» **TO DO**:
Starting at the first line of the records and ending at the line that contains "pixel 469 254", both included, rewrite those lines as a Markdown table with the columns Row and Line, leaving out any blank lines.

» **DATASET EXCERPTS**:
=-=-=-=-=
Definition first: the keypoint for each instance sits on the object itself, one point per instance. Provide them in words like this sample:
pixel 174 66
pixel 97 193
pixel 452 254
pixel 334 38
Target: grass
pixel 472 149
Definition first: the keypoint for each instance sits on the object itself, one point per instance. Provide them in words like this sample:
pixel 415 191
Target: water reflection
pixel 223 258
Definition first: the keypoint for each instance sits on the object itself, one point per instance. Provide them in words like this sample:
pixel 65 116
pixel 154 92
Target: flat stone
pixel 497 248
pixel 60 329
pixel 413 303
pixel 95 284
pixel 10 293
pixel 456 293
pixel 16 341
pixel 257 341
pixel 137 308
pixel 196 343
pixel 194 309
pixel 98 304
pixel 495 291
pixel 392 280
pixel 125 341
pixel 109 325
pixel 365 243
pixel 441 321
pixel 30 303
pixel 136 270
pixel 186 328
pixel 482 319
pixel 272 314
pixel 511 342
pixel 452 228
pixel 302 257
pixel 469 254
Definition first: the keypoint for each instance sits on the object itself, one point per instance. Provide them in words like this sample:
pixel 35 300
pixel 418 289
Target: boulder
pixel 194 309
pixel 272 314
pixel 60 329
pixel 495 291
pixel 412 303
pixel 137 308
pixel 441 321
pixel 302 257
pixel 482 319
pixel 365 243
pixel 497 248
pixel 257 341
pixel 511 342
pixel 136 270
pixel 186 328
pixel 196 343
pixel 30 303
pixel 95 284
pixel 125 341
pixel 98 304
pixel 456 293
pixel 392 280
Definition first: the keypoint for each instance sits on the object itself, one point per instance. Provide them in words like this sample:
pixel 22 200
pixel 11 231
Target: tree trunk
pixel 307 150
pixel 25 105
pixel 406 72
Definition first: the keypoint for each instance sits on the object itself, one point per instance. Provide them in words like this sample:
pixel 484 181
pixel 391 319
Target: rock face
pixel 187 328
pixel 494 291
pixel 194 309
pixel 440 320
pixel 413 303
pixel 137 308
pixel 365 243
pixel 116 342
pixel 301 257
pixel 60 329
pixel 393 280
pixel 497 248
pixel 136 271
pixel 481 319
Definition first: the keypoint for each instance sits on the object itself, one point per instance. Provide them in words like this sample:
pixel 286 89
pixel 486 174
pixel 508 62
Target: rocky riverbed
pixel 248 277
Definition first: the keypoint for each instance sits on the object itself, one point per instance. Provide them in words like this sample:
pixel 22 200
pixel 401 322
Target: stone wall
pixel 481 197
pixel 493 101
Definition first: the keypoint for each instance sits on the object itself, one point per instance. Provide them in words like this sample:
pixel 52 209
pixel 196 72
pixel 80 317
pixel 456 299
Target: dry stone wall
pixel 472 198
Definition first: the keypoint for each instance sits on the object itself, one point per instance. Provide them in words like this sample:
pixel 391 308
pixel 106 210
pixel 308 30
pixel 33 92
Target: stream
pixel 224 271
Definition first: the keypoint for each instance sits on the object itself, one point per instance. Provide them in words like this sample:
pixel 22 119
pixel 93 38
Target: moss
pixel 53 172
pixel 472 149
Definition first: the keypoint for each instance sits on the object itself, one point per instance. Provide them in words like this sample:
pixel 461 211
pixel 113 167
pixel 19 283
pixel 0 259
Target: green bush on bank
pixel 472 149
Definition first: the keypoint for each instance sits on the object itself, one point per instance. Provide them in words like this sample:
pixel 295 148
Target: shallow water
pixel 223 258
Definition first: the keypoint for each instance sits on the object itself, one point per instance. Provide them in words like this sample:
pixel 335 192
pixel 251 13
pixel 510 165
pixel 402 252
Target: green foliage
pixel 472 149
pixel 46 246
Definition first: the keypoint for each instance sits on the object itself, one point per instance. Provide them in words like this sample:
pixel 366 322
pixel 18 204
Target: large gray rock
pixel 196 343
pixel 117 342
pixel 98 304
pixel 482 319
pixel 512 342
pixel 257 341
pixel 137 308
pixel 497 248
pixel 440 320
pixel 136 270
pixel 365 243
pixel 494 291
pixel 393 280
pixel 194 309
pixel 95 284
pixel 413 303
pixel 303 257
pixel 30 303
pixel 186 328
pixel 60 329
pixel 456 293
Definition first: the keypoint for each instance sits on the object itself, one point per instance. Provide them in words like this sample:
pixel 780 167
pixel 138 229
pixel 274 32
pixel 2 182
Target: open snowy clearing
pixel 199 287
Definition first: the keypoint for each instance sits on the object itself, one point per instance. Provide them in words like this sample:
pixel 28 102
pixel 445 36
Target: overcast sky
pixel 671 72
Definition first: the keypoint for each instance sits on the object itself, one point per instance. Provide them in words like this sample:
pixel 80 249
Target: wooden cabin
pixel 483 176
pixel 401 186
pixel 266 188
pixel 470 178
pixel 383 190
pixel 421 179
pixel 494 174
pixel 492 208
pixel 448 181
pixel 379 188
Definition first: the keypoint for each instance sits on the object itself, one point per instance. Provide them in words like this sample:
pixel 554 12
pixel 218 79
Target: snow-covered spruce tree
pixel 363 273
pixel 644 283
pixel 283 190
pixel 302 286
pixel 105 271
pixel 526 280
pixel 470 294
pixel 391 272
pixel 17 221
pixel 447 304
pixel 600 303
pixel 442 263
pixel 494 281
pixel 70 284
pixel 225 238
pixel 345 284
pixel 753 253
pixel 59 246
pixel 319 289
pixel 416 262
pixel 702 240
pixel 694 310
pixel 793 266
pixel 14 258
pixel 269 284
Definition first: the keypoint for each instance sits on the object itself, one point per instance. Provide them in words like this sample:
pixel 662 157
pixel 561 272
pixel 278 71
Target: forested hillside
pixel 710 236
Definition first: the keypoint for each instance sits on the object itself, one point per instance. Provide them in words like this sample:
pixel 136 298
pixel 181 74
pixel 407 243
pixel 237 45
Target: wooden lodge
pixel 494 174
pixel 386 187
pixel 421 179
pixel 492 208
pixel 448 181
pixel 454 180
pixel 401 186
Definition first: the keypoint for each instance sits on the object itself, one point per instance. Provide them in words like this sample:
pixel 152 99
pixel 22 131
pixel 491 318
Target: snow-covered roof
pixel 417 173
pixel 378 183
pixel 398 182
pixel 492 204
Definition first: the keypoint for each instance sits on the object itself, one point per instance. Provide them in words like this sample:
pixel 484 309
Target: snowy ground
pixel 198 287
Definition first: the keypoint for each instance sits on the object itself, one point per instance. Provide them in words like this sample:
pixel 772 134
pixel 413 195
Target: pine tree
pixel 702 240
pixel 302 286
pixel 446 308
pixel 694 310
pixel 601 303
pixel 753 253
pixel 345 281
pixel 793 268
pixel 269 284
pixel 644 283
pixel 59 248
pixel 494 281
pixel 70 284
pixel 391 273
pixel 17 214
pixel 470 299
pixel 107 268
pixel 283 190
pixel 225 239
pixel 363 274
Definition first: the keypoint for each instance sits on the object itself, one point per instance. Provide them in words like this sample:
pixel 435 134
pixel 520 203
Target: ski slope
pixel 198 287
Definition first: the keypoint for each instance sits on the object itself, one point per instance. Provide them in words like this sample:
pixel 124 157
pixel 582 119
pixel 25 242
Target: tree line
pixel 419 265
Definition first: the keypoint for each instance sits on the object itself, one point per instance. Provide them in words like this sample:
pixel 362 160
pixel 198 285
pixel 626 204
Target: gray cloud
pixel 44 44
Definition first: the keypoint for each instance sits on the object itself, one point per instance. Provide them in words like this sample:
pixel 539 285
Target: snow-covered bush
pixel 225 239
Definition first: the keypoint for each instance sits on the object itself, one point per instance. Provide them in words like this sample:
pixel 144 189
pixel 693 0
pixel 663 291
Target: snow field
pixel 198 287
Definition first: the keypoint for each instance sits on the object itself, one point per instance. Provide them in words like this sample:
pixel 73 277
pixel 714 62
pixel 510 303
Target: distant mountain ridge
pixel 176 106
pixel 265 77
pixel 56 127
=-=-=-=-=
» **THE RESPONSE**:
| Row | Line |
|---|---|
| 1 | Definition first: the keypoint for each instance sits on the object itself, one point per instance. Provide them in words like this sample: |
| 2 | pixel 174 66 |
| 3 | pixel 97 193 |
| 4 | pixel 452 254 |
| 5 | pixel 334 38 |
| 6 | Target: grass |
| 7 | pixel 472 149 |
| 8 | Definition first: the keypoint for each instance sits on the object itself, one point per instance. Provide them in words like this sample: |
| 9 | pixel 415 191 |
| 10 | Target: water reflection |
| 11 | pixel 223 258 |
| 12 | Definition first: the keypoint for each instance sits on the object itself, one point per instance. Provide them in words like this sample: |
| 13 | pixel 65 116 |
| 14 | pixel 154 92 |
| 15 | Target: flat stone |
| 16 | pixel 497 248 |
| 17 | pixel 60 329 |
| 18 | pixel 413 303 |
| 19 | pixel 95 284 |
| 20 | pixel 10 293 |
| 21 | pixel 456 293 |
| 22 | pixel 16 341 |
| 23 | pixel 257 341 |
| 24 | pixel 137 308 |
| 25 | pixel 196 343 |
| 26 | pixel 194 309 |
| 27 | pixel 98 304 |
| 28 | pixel 495 291 |
| 29 | pixel 392 280 |
| 30 | pixel 125 341 |
| 31 | pixel 109 325 |
| 32 | pixel 365 243 |
| 33 | pixel 441 321 |
| 34 | pixel 30 303 |
| 35 | pixel 136 270 |
| 36 | pixel 186 328 |
| 37 | pixel 482 319 |
| 38 | pixel 272 314 |
| 39 | pixel 511 342 |
| 40 | pixel 452 228 |
| 41 | pixel 302 257 |
| 42 | pixel 469 254 |